● **Exercise tasks**
1. Starting with "Mission Profile" and going on through "will be maintained.", can you rewrite that part of the IloMilo robot text with "playing field" in place of "field of play"?
2. What comes next in the IloMilo robot text? Write on from its last sentence.

● **Text passage**
========================================

A more detailed rundown of the rules of the video game can be found here: IloMilo Rules. The robots will play the game the same as the characters in the video game; however, they will move around the maze rather than manipulating the maze itself.
Mission Profile
The robots will navigate a 6’x6′ field of play using an LDC (Inductance to Digital Converter) sensor shield to sense an invisible copper grid beneath them. Blocks will be placed randomly on the field of play and the robots will have to autonomously navigate around them and find each other using proximity sensing. As the robots move through the field of play, the robots will appear to be sizing up the obstacles with the movement of their torso and eyes to distinguish between the blocks and the other robot. The robots will have to find each other within 15 minutes.
Project Features
Robot Chassis
Internal Joystick for head movement
These are the key mechanical aspects/final chassis mock ups of the robot. All of the electrical systems for the robot’s function will be housed inside the chassis so that the aesthetic of a cute mushroom-shaped robot will be maintained.

========================================

(Object location annotation records)
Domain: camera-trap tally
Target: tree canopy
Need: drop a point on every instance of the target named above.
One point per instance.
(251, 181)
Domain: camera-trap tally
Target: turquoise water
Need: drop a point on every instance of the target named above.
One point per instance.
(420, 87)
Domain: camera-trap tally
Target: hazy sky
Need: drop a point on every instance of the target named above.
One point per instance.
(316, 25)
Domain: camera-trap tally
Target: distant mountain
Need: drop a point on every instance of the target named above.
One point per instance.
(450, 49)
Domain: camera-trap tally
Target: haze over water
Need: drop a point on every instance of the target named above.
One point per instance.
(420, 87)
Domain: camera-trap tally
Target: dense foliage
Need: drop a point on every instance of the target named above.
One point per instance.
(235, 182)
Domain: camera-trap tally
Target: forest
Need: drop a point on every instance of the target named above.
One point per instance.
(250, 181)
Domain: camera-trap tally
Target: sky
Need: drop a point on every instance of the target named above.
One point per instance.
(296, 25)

========================================

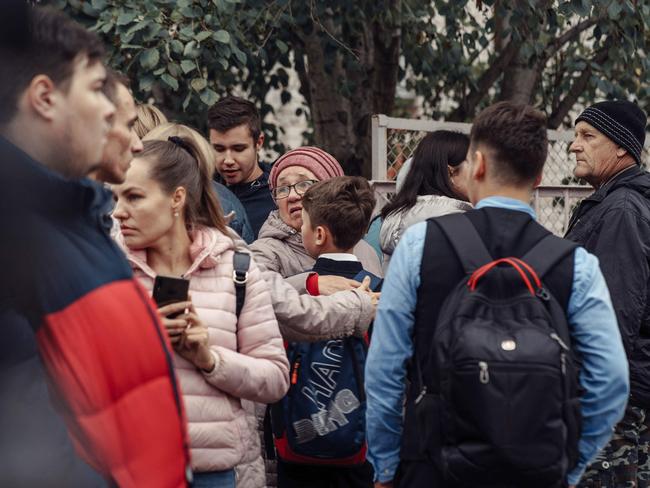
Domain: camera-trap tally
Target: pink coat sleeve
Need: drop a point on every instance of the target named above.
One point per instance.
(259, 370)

========================================

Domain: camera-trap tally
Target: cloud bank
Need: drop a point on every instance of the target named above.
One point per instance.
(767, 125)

========================================

● **Responses to the exercise**
1.
Mission Profile
The robots will navigate a 6’x6′ playing field using an LDC (Inductance to Digital Converter) sensor shield to sense an invisible copper grid beneath them. Blocks will be placed randomly on the playing field and the robots will have to autonomously navigate around them and find each other using proximity sensing. As the robots move through the playing field, the robots will appear to be sizing up the obstacles with the movement of their torso and eyes to distinguish between the blocks and the other robot. The robots will have to find each other within 15 minutes.
Project Features
Robot Chassis
Internal Joystick for head movement
These are the key mechanical aspects/final chassis mock ups of the robot. All of the electrical systems for the robot’s function will be housed inside the chassis so that the aesthetic of a cute mushroom-shaped robot will be maintained.

2.
Requirements
The requirements include the applicable higher organization design codes and regulations, as well as the requirements specific to our robot. The Level 1 requirements are of high order and are provided for the mission, basic operation, assembly and disassembly, and logistics of the whole project. Level 2 requirements branch from the Level 1 requirements and show in greater detail the requirements involved in each Level 1 requirement.
Engineering Standards and Constraints
The IloMilo Spring 2020 project team adheres to higher Engineering bodies that give standards, codes, and regulations when a toy is built. The applicable standards are listed below.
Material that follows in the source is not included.